## [Set task]
Rewrite the items below, starting at the first one and stopping after the line that contains "126, 601, 169, 622". Copy every line, requests included, but multiply each box coordinate in the answers by 0.4 and round to the nearest whole number, with halves rounding up.

## [Raw data]
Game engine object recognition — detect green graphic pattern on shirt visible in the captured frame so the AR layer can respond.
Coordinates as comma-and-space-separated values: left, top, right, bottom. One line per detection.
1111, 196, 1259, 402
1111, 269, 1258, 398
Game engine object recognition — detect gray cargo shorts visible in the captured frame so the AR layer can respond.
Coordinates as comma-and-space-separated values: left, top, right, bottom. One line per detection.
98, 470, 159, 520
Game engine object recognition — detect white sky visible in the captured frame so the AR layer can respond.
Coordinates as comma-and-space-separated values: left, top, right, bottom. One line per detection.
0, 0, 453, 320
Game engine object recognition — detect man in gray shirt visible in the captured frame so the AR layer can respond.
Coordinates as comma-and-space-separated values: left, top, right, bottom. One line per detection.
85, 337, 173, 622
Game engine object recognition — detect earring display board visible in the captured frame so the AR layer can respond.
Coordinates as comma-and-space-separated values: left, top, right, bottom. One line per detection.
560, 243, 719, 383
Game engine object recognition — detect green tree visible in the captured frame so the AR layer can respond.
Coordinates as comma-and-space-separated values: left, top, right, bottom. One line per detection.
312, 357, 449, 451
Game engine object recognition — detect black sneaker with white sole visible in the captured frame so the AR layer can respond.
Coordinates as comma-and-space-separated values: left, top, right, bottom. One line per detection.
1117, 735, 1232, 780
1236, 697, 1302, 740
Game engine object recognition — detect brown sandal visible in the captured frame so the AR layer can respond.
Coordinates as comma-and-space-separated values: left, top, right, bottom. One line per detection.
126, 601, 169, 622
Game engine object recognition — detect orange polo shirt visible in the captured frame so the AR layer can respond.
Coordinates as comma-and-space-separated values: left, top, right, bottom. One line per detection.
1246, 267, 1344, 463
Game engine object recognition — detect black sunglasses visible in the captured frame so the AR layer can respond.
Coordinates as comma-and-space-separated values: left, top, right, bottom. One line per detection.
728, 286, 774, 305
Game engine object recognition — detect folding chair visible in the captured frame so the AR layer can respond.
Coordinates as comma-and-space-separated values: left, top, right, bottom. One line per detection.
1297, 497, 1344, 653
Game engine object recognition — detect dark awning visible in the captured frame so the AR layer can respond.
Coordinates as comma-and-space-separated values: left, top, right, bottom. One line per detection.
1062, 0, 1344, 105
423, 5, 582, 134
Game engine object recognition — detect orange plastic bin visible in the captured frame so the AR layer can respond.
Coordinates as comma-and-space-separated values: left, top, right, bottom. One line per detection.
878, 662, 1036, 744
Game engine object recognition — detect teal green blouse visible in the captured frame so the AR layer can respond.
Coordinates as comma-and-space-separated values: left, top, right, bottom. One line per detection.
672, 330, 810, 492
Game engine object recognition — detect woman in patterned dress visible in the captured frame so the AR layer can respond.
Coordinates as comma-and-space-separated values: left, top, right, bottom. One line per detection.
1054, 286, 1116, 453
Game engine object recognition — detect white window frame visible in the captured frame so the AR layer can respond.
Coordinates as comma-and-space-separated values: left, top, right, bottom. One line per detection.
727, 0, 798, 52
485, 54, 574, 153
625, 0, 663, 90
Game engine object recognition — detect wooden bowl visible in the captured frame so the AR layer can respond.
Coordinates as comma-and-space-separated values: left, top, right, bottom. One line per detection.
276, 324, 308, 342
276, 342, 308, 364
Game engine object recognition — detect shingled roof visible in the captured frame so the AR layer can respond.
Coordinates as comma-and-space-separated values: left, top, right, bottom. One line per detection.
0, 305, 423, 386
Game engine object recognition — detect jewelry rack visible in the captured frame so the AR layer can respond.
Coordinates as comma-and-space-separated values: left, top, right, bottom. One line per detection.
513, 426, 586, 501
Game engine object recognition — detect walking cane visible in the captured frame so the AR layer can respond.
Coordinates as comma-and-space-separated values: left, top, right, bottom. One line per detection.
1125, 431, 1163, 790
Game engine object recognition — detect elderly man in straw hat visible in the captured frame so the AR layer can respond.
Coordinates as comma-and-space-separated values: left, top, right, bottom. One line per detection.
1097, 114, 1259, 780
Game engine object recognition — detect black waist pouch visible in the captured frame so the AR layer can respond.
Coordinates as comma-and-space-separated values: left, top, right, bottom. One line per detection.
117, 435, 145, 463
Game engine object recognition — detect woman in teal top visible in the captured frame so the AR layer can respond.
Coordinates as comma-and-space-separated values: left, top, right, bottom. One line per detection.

## [Exercise solution]
Game engine object recognition — detect green graphic pattern on shirt visible in the captured frame so the AR layer can respond.
Coordinates as comma-and-space-separated values: left, top, right, bottom. One line per detection.
444, 78, 504, 161
444, 108, 503, 159
Game engine object recognition — detect gray cargo shorts visible in the captured frame so the AR layer can respond.
Coordinates as comma-and-space-separated values: left, top, right, bottom. One line per detection.
39, 188, 64, 208
Game engine object recognition — detect white sky visible in the captured frame so the AR layer can respond.
Coordinates as comma-and-space-separated values: left, top, right, bottom. One line per detection.
0, 0, 181, 128
Game engine object recognition — detect man in gray shirt visible in the captured frame so the AR layer can respond.
Coordinates as comma-and-space-separated values: left, top, right, bottom. One line per detection.
34, 135, 69, 249
Game engine object recognition — detect earring display board visible in the captured frame so the AR layer can respond.
Coordinates as comma-and-space-separated values: left, top, right, bottom. One line per detection.
224, 97, 288, 153
Game engine object recognition — detect green tree visible in the captured frame so the AR layer can respond.
Coordinates as comma-and-space-separated values: left, top, right, bottom. One line per detection.
125, 143, 180, 180
Game engine object recognition — detect black sneaker with white sole visible in the captured frame so the AR layer can respond.
Coordinates as comma-and-space-separated values: left, top, right, bottom. One line per detection.
447, 294, 493, 312
494, 279, 521, 296
Game engine object recognition — detect brown sandal visible in the captured frame so the AR layer can respond.
Coordinates as comma-and-space-separated values: left, top, right, bottom. One line per detection.
50, 240, 68, 249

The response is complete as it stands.